▶ _Task description_
Every record must be repeated exactly; omit any pictures they contain.
----- Material for this exercise
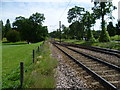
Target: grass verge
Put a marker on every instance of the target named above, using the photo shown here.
(41, 74)
(12, 55)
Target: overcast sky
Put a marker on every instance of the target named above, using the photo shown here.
(53, 10)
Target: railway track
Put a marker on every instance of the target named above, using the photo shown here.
(107, 74)
(97, 49)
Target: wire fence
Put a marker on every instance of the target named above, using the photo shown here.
(14, 79)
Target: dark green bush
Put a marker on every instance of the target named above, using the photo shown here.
(13, 36)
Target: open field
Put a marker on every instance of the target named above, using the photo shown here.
(37, 75)
(43, 71)
(12, 55)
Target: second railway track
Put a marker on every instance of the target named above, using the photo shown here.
(106, 74)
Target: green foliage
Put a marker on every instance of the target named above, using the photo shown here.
(101, 9)
(104, 36)
(13, 36)
(88, 20)
(7, 28)
(75, 14)
(42, 72)
(96, 33)
(118, 28)
(115, 38)
(31, 30)
(76, 30)
(111, 29)
(90, 36)
(12, 55)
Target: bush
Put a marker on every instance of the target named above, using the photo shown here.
(13, 36)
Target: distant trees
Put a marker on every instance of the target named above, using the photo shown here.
(101, 9)
(31, 29)
(111, 29)
(13, 36)
(89, 20)
(7, 28)
(118, 28)
(75, 15)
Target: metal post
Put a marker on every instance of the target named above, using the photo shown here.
(60, 30)
(33, 55)
(21, 74)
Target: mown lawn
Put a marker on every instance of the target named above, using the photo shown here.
(12, 55)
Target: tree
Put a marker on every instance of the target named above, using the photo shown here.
(31, 29)
(65, 32)
(101, 9)
(7, 27)
(118, 28)
(88, 21)
(111, 29)
(75, 14)
(37, 18)
(13, 36)
(76, 28)
(1, 30)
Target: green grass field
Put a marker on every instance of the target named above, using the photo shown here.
(12, 55)
(0, 64)
(36, 75)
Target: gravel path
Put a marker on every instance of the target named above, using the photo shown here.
(69, 75)
(97, 67)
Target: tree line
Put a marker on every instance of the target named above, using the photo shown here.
(81, 22)
(25, 29)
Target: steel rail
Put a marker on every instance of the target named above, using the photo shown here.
(104, 82)
(97, 49)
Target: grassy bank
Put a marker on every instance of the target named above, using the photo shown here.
(12, 55)
(36, 75)
(42, 72)
(111, 45)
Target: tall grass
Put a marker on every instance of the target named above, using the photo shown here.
(42, 72)
(13, 54)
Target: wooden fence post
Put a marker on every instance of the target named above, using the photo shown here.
(33, 56)
(21, 74)
(38, 48)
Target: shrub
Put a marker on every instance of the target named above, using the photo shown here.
(13, 36)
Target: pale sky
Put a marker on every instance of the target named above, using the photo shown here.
(53, 10)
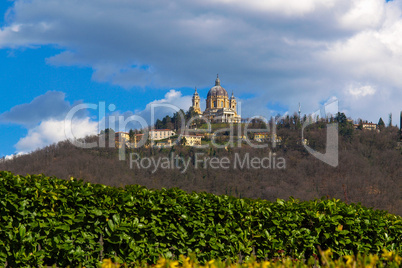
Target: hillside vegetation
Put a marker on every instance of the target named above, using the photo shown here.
(369, 169)
(46, 221)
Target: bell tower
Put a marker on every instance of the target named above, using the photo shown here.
(196, 102)
(233, 103)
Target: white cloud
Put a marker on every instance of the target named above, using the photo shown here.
(361, 91)
(363, 14)
(52, 131)
(299, 51)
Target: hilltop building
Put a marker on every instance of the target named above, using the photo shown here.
(220, 108)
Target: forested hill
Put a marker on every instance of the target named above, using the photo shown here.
(369, 169)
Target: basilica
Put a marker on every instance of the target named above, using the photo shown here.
(220, 108)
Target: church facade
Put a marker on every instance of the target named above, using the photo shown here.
(220, 108)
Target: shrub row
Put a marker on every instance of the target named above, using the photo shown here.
(45, 221)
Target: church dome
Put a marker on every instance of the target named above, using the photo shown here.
(217, 90)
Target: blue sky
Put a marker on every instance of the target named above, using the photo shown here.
(57, 54)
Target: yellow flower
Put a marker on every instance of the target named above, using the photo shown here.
(266, 264)
(387, 254)
(350, 260)
(161, 263)
(174, 264)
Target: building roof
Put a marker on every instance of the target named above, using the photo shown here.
(217, 90)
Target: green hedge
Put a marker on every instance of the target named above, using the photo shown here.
(45, 221)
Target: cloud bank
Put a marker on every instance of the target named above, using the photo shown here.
(302, 51)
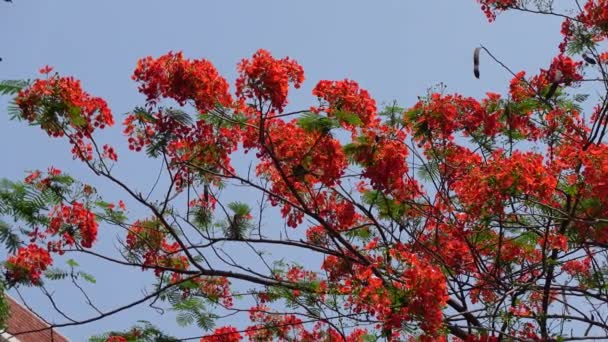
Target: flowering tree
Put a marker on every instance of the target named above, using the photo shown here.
(455, 219)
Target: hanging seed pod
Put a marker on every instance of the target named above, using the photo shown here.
(476, 62)
(589, 59)
(554, 85)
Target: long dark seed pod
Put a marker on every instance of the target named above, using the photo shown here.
(556, 80)
(588, 59)
(476, 62)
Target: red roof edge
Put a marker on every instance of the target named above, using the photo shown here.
(22, 319)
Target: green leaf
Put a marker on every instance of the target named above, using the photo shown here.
(11, 87)
(348, 117)
(55, 273)
(312, 122)
(9, 238)
(4, 307)
(186, 318)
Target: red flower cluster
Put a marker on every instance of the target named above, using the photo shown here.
(116, 339)
(28, 264)
(503, 176)
(61, 107)
(265, 78)
(150, 241)
(109, 152)
(346, 96)
(172, 76)
(383, 155)
(492, 7)
(595, 15)
(223, 334)
(73, 221)
(440, 116)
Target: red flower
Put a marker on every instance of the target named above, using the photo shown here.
(346, 96)
(74, 221)
(172, 76)
(116, 339)
(223, 334)
(61, 107)
(266, 78)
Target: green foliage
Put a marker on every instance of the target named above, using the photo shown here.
(192, 310)
(143, 332)
(8, 237)
(348, 118)
(312, 122)
(393, 114)
(110, 213)
(201, 217)
(238, 224)
(56, 273)
(12, 87)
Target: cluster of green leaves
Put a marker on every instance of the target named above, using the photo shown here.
(142, 332)
(56, 273)
(191, 309)
(27, 204)
(312, 122)
(4, 307)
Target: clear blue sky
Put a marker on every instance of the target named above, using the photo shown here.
(395, 48)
----------
▶ _Complete output_
Target: grass verge
Put a marker on every instance of the target named above, using the photo shown here.
(41, 74)
(12, 55)
Target: overcast sky
Put a marker on every instance of the target named above, using the photo shown here.
(53, 10)
Target: railway track
Put a marker on every instance of the target named above, using the photo shown here.
(107, 74)
(97, 49)
Target: wire fence
Put a marker on every instance of the target named above, using the photo shown here.
(14, 79)
Target: dark green bush
Put a marker on every instance of the target named above, using the photo shown here.
(13, 36)
Target: open field
Put a marker on every instance of the target named above, using the photo shown here.
(37, 75)
(43, 71)
(12, 55)
Target: second railway track
Put a marker on every instance of the target named above, using the photo shown here.
(106, 74)
Target: green foliage
Put a marker on every instance of the target named above, using the photo shown here.
(101, 9)
(104, 36)
(13, 36)
(88, 20)
(7, 28)
(75, 14)
(42, 72)
(96, 33)
(118, 28)
(115, 38)
(31, 30)
(76, 30)
(111, 29)
(90, 36)
(12, 55)
Target: bush
Put a marker on every instance of the target named above, using the photo shown here.
(13, 36)
Target: distant trees
Put a marker on every instance of the target named above, using the photo shown here.
(101, 9)
(31, 29)
(111, 29)
(13, 36)
(89, 20)
(7, 28)
(118, 28)
(75, 15)
Target: metal post
Put a marker on every instance of the target named above, using the photo shown here.
(60, 30)
(33, 55)
(21, 74)
Target: mown lawn
Put a marker on every instance of the target named above, using the photo shown here.
(12, 55)
Target: tree
Put a marker on every instance of the target named above, using the photo shown here.
(31, 29)
(65, 32)
(101, 9)
(7, 27)
(118, 28)
(88, 21)
(111, 29)
(75, 14)
(37, 18)
(13, 36)
(76, 28)
(1, 30)
Target: green grass field
Put a marker on every instance of the target named above, using the photo shown here.
(12, 55)
(0, 64)
(36, 75)
Target: gravel path
Put a marker on every instance of the target named above, using the photo shown here.
(69, 75)
(97, 67)
Target: tree line
Put a marker on every instance of the target named above, using the photo shown here.
(81, 22)
(25, 29)
Target: steel rail
Put a marker on every instance of the target named above, using the photo shown here.
(104, 82)
(97, 49)
Target: grassy bank
Put a marker on every instance of the target named above, using the photo shown here.
(12, 55)
(36, 75)
(42, 72)
(111, 45)
Target: tall grass
Put a marker on every instance of the target named above, using the photo shown here.
(42, 72)
(13, 54)
Target: wooden fence post
Put a marker on every instance of the target named above, using the photo shown here.
(33, 56)
(21, 74)
(38, 48)
Target: shrub
Put a marker on every instance of the target named above, using the photo shown here.
(13, 36)
Target: pale sky
Put a marker on every instance of the target named above, using the photo shown here.
(53, 10)
Target: hillside vegetation
Put a marker on every instance of the target named above, using the photo shown here.
(369, 169)
(46, 221)
Target: bell tower
Put a marker on every instance of the target named above, using the photo shown here.
(196, 102)
(233, 103)
Target: white cloud
Put a marker on every instance of the target named above, using the photo shown here.
(361, 91)
(363, 14)
(52, 131)
(299, 51)
Target: hilltop building
Put a marker on every instance of the target named above, using the photo shown here.
(220, 108)
Target: forested hill
Put a marker on every instance of the target named above, using the photo shown here.
(369, 169)
Target: basilica
Put a marker on every instance of the target named above, using the photo shown here.
(220, 108)
Target: church facade
Put a marker on every instance of the target named above, using the photo shown here.
(220, 108)
Target: shrub row
Put a marker on every instance of the target named above, using the photo shown here.
(45, 221)
Target: church dome
Put a marker on every instance of the target named above, using the photo shown here.
(217, 90)
Target: blue sky
Put a marker on every instance of the target named above, using the photo shown here.
(57, 54)
Target: yellow flower
Put a marker on every instance of the target named above, using the photo shown here.
(266, 264)
(387, 254)
(350, 260)
(161, 263)
(174, 264)
Target: building roof
Put a marker on every instance of the target named above, using the photo shown here.
(217, 90)
Target: green hedge
Put a marker on every instance of the target named above, using the photo shown here.
(45, 221)
Target: cloud bank
Put a marker on every instance of the target named above, using the photo shown here.
(302, 51)
Target: flowering tree
Put a marker on every instance of the target named above, using the photo shown here.
(455, 219)
Target: hanging seed pod
Put a marker on every instance of the target named above, using the photo shown here.
(476, 62)
(589, 59)
(554, 85)
Target: long dark seed pod
Put a marker on every instance of the target named above, using the photo shown here.
(556, 80)
(588, 59)
(476, 62)
Target: red roof edge
Put a marker on every instance of the target named above, using the photo shown here.
(22, 319)
Target: green leaf
Put a marker on every instance of the target named above, using the photo shown here.
(11, 87)
(348, 117)
(55, 273)
(312, 122)
(9, 238)
(4, 307)
(186, 318)
Target: red flower cluster
Put a marker on every instance of the target named above, using the photo shown here.
(116, 339)
(28, 264)
(503, 176)
(61, 107)
(265, 78)
(150, 241)
(109, 152)
(346, 96)
(172, 76)
(383, 155)
(492, 7)
(595, 15)
(223, 334)
(73, 221)
(440, 116)
Target: red flower
Put a marker on every instance of the target named above, using the photo shown here.
(346, 96)
(74, 221)
(172, 76)
(116, 339)
(223, 334)
(61, 107)
(266, 78)
Target: green foliage
Put a marker on every instance of the target named above, using the photo shown here.
(192, 310)
(143, 332)
(8, 237)
(348, 118)
(312, 122)
(393, 114)
(110, 213)
(201, 217)
(238, 224)
(56, 273)
(12, 87)
Target: cluster of green leaves
Put a marker on every instance of the target named above, using the photo shown here.
(142, 332)
(56, 273)
(191, 309)
(27, 204)
(312, 122)
(4, 307)
Target: clear blue sky
Put a marker on every instance of the target named above, using the photo shown here.
(395, 48)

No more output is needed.